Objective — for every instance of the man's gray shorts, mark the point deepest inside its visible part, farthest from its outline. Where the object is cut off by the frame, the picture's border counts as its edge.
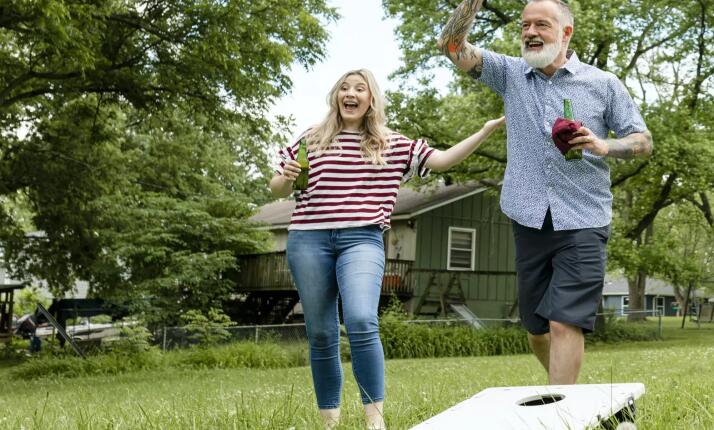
(560, 275)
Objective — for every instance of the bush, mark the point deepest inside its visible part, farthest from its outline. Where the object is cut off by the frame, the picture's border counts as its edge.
(410, 340)
(616, 330)
(241, 354)
(209, 329)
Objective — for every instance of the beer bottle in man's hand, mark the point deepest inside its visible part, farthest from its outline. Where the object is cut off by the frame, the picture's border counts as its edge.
(301, 181)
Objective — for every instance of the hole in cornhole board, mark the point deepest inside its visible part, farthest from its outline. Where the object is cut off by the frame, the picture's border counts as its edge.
(541, 400)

*****

## Short problem
Copy the data verbatim, from the line containing "Objective — for every instance of the hole" through the end of the data, including both that line and the last one.

## Output
Objective — for every instance of the hole in cornhole board, mark the point deepest inside its visible part, farthest from its outline. Where the object is cut off by the frame, the picture's border counts as its edge.
(541, 400)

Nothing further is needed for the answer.